Starting with the line that contains "of the blue", copy each line exactly through the end of the listing, and omit all pictures.

Records excerpted from a collection
>>>>
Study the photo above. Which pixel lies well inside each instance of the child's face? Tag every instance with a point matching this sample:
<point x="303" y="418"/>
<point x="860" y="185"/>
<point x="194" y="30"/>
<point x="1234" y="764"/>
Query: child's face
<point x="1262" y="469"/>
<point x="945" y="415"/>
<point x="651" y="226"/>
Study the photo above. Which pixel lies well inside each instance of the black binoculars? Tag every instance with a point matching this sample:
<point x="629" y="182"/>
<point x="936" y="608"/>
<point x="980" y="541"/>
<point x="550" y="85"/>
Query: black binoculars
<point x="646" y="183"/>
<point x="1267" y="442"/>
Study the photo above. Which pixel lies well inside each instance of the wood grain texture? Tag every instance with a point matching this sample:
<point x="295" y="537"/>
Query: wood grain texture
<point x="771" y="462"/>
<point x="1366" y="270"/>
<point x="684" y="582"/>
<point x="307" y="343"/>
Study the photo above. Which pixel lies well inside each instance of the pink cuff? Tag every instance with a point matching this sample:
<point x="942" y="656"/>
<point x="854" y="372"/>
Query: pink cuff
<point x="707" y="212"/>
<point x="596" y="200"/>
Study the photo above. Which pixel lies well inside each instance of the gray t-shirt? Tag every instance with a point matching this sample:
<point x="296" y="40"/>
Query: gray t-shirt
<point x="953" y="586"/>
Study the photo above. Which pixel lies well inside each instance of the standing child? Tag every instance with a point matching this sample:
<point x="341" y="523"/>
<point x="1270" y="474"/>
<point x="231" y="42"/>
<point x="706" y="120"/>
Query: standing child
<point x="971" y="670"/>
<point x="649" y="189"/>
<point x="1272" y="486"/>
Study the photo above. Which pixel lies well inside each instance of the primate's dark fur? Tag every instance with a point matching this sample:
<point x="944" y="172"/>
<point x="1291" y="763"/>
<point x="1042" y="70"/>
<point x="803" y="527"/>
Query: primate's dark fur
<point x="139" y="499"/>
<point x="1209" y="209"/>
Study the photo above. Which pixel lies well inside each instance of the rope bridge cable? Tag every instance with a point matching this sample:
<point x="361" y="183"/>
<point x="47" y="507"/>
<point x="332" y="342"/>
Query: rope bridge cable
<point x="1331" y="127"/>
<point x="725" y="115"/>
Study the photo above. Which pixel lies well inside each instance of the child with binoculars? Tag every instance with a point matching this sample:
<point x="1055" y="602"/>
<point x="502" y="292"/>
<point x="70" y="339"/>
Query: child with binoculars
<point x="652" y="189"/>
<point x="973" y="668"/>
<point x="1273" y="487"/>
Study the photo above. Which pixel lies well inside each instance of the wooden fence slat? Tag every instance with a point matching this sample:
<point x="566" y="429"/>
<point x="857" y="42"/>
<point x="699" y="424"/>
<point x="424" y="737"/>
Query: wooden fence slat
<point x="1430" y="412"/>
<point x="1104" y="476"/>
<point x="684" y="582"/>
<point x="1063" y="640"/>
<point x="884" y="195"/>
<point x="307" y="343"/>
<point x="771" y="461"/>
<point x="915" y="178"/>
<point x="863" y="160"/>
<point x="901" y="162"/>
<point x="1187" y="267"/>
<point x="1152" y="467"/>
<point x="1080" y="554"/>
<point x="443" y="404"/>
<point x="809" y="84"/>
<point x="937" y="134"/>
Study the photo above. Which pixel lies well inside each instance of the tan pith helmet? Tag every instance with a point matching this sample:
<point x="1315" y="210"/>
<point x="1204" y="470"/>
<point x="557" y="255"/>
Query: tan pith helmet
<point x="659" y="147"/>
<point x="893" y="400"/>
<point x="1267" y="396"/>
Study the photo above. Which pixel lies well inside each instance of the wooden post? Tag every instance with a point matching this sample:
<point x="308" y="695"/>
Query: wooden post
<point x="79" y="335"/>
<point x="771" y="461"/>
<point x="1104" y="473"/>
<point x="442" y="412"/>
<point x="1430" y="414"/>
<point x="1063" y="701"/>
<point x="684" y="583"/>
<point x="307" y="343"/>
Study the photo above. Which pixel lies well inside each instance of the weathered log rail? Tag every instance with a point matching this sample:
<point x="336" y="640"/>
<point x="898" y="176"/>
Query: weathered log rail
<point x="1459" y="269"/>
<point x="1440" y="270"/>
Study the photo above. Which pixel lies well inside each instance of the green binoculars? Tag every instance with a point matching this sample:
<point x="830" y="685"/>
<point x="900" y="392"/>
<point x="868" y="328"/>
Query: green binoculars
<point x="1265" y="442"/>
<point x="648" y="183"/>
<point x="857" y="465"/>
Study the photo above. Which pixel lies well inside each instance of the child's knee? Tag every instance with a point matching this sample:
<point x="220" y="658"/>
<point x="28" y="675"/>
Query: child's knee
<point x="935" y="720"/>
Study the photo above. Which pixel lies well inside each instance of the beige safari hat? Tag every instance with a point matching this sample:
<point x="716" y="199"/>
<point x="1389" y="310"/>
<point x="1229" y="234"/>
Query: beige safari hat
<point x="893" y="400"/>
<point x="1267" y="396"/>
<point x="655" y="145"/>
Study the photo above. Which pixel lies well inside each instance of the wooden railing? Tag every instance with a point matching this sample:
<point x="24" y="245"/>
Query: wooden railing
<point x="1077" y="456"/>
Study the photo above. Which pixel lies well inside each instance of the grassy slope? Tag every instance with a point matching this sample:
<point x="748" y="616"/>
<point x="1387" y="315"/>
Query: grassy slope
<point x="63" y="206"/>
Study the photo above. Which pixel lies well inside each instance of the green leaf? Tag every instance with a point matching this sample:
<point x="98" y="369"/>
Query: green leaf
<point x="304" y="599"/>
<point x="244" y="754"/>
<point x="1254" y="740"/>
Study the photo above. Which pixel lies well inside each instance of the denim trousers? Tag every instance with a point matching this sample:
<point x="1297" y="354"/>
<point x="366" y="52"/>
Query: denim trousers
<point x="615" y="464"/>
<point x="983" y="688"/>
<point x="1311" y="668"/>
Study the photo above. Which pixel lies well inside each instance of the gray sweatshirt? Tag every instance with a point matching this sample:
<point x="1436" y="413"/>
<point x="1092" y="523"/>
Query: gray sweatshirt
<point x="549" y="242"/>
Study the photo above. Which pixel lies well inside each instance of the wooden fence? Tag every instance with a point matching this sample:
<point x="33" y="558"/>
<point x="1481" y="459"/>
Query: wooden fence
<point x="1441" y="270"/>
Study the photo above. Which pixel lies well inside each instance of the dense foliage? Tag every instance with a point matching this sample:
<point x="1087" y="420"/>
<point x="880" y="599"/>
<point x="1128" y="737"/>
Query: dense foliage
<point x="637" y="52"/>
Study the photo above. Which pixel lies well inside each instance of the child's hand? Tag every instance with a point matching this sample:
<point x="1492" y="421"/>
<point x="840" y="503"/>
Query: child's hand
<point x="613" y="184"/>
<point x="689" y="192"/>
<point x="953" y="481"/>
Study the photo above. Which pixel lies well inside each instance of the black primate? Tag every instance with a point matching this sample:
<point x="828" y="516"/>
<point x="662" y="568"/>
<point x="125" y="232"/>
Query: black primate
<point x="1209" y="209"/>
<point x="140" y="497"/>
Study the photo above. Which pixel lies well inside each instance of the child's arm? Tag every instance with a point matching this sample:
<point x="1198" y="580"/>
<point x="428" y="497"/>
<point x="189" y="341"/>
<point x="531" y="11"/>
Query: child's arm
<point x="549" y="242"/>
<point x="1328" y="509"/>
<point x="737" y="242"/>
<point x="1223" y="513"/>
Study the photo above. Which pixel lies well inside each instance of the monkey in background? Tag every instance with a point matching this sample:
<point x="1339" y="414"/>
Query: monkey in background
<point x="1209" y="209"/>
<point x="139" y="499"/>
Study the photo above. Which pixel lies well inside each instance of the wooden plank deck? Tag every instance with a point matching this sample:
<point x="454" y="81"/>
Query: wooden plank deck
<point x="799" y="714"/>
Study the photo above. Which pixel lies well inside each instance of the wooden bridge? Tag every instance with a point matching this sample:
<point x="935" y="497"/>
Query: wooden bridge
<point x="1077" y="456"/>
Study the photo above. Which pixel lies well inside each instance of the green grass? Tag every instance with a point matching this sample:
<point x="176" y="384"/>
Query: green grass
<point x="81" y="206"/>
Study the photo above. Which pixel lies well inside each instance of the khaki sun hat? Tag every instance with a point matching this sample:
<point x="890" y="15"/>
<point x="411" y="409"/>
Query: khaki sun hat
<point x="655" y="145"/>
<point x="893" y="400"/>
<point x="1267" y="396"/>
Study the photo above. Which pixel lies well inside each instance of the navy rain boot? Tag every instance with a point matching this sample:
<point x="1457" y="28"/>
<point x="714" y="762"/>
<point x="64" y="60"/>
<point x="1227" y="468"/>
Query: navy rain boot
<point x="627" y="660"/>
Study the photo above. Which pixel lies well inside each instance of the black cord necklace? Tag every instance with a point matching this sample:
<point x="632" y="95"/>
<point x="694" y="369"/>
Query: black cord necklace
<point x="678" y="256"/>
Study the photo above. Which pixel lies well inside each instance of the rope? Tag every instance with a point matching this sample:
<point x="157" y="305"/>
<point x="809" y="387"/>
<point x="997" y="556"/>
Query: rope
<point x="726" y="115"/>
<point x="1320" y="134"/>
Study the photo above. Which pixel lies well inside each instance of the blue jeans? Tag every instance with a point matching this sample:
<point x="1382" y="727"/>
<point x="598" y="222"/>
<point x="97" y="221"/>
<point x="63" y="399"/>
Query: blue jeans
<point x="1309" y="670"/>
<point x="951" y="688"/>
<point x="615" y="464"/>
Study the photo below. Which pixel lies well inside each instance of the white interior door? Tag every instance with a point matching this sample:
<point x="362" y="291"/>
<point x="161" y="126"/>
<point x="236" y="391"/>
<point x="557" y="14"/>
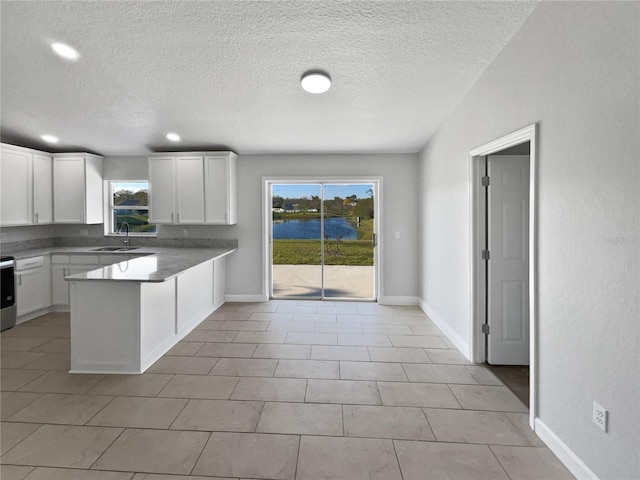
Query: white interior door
<point x="508" y="266"/>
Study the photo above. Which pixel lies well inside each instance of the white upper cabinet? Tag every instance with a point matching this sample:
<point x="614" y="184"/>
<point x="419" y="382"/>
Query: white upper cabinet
<point x="42" y="189"/>
<point x="77" y="188"/>
<point x="192" y="188"/>
<point x="161" y="191"/>
<point x="220" y="189"/>
<point x="26" y="187"/>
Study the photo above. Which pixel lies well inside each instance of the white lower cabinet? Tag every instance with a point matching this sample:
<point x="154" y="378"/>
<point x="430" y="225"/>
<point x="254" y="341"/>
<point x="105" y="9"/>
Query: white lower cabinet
<<<<
Written response:
Study the photo above. Which pixel lies well inside each instance of the blue jeans? Tag every instance with a point matching this sample:
<point x="1382" y="727"/>
<point x="598" y="222"/>
<point x="97" y="221"/>
<point x="63" y="399"/>
Query: blue jeans
<point x="1309" y="670"/>
<point x="951" y="688"/>
<point x="615" y="464"/>
Study the photo below. Which pixel lies well inside each instance of the white interior door? Tag every instance with a point matching this sample:
<point x="362" y="291"/>
<point x="161" y="126"/>
<point x="236" y="391"/>
<point x="557" y="14"/>
Query: white interior door
<point x="508" y="266"/>
Study the photo above. Which pixel lies well inside each instance of the white upper cabinet? Tag every instance with a point matching this sample:
<point x="614" y="184"/>
<point x="419" y="382"/>
Query: white upper cabinet
<point x="42" y="189"/>
<point x="77" y="188"/>
<point x="192" y="188"/>
<point x="161" y="191"/>
<point x="220" y="189"/>
<point x="26" y="187"/>
Study the photo above. Which pixel lies well inside each instance of the white lower cabinet? Tag every instance with a point matching this sample:
<point x="154" y="378"/>
<point x="430" y="225"/>
<point x="254" y="341"/>
<point x="105" y="9"/>
Query: white lower cabinet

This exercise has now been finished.